## SUPPLIED PASSAGE
• • •

Vatican Council II
One of the decisions taken in Vatican Council II was that Holy Mass should be celebrated in the language used in the country where it is being said. Before, all the prayers, invocations, epistles, psalms, and extracts from the gospel were said in Latin - one of the aspects of the universality of the Catholic Church, it was argued, as far as I remember having been taught.

Helping at Mass in Latin
When I was still young, perhaps six or seven years old, in the sacristy, after saying Mass at Ta' Pompej Church, which was a few metres from the house where my family lived, Dun Ġorġ Mercieca Tal-Mewta, who was rector of the Dominican Sisters in Rabat (Victoria), Gozo, started teaching me how to serve at Mass, in Latin. This was in the late 1940s. Dun Ġorġ used to emphasise the good pronunciation of every Latin word of the Mass. As far as I recall, I did learn the Latin well and soon started to help him at Mass, in the very early hours of the day, every day, all the year round.

• • •

Dataset items:

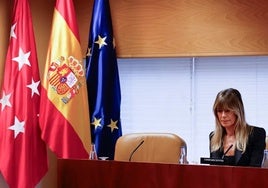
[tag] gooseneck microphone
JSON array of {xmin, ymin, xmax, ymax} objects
[
  {"xmin": 222, "ymin": 144, "xmax": 233, "ymax": 159},
  {"xmin": 128, "ymin": 140, "xmax": 144, "ymax": 162}
]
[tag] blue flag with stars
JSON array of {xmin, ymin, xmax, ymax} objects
[{"xmin": 86, "ymin": 0, "xmax": 122, "ymax": 160}]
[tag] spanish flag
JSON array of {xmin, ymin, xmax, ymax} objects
[{"xmin": 40, "ymin": 0, "xmax": 91, "ymax": 158}]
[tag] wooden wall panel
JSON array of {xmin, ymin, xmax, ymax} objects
[{"xmin": 110, "ymin": 0, "xmax": 268, "ymax": 57}]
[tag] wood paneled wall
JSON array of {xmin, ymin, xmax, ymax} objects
[{"xmin": 110, "ymin": 0, "xmax": 268, "ymax": 57}]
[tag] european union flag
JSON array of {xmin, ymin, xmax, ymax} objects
[{"xmin": 86, "ymin": 0, "xmax": 122, "ymax": 160}]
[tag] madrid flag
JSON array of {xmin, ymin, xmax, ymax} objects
[
  {"xmin": 0, "ymin": 0, "xmax": 47, "ymax": 188},
  {"xmin": 40, "ymin": 0, "xmax": 91, "ymax": 158}
]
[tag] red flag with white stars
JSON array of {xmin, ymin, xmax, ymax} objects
[{"xmin": 0, "ymin": 0, "xmax": 48, "ymax": 188}]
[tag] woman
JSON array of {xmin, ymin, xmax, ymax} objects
[{"xmin": 209, "ymin": 88, "xmax": 266, "ymax": 167}]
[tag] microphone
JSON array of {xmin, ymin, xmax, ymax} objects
[
  {"xmin": 222, "ymin": 144, "xmax": 233, "ymax": 159},
  {"xmin": 128, "ymin": 140, "xmax": 144, "ymax": 162}
]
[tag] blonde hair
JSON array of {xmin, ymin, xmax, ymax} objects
[{"xmin": 210, "ymin": 88, "xmax": 252, "ymax": 152}]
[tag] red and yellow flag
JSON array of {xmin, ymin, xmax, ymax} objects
[
  {"xmin": 40, "ymin": 0, "xmax": 91, "ymax": 158},
  {"xmin": 0, "ymin": 0, "xmax": 48, "ymax": 188}
]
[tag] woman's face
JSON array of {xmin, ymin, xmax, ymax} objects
[{"xmin": 217, "ymin": 109, "xmax": 236, "ymax": 128}]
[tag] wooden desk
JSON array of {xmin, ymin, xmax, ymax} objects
[{"xmin": 58, "ymin": 159, "xmax": 268, "ymax": 188}]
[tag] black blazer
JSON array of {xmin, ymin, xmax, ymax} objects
[{"xmin": 209, "ymin": 126, "xmax": 266, "ymax": 167}]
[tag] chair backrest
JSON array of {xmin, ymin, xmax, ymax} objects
[{"xmin": 114, "ymin": 133, "xmax": 187, "ymax": 164}]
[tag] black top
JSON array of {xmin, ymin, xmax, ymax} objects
[{"xmin": 209, "ymin": 126, "xmax": 266, "ymax": 167}]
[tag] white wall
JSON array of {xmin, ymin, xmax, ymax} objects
[{"xmin": 118, "ymin": 57, "xmax": 268, "ymax": 163}]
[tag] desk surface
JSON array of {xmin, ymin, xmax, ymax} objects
[{"xmin": 58, "ymin": 159, "xmax": 268, "ymax": 188}]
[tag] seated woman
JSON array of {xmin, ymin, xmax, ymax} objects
[{"xmin": 209, "ymin": 88, "xmax": 266, "ymax": 167}]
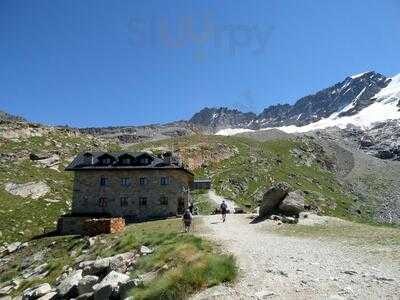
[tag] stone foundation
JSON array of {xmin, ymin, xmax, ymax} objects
[{"xmin": 57, "ymin": 216, "xmax": 125, "ymax": 235}]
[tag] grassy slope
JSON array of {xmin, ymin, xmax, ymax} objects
[
  {"xmin": 0, "ymin": 130, "xmax": 117, "ymax": 244},
  {"xmin": 0, "ymin": 219, "xmax": 237, "ymax": 299},
  {"xmin": 131, "ymin": 135, "xmax": 370, "ymax": 220}
]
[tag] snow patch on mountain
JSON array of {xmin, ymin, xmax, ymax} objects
[
  {"xmin": 350, "ymin": 71, "xmax": 371, "ymax": 79},
  {"xmin": 215, "ymin": 128, "xmax": 254, "ymax": 136}
]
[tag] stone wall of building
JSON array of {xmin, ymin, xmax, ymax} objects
[
  {"xmin": 57, "ymin": 216, "xmax": 125, "ymax": 235},
  {"xmin": 72, "ymin": 169, "xmax": 193, "ymax": 221}
]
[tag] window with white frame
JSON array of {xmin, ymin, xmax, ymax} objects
[
  {"xmin": 121, "ymin": 177, "xmax": 132, "ymax": 187},
  {"xmin": 160, "ymin": 176, "xmax": 169, "ymax": 185}
]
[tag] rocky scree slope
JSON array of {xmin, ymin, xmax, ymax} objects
[
  {"xmin": 0, "ymin": 121, "xmax": 119, "ymax": 244},
  {"xmin": 309, "ymin": 129, "xmax": 400, "ymax": 224}
]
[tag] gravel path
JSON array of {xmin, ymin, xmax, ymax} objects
[{"xmin": 194, "ymin": 215, "xmax": 400, "ymax": 300}]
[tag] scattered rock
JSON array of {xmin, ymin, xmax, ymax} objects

• • •

## JOBS
[A] According to the Vatican Council II passage, why were the parts of the Mass said in Latin before the Council? Answer in one to three sentences.
[B] Please translate this sentence from the Vatican Council II passage into Spanish: "Dun Ġorġ used to emphasise the good pronunciation of every Latin word of the Mass."
[C] List every part of the Mass that the Vatican Council II passage says was said in Latin before the Council.
The dataset items are separate material and have no connection to the Vatican Council II passage.

## RESPONSES BY TASK
[A] Saying the Mass in Latin was argued to be one aspect of the universality of the Catholic Church. The writer recalls being taught this reason.

[B] Dun Ġorġ solía insistir en la buena pronunciación de cada palabra latina de la misa.

[C]
- Prayers
- Invocations
- Epistles
- Psalms
- Extracts from the gospel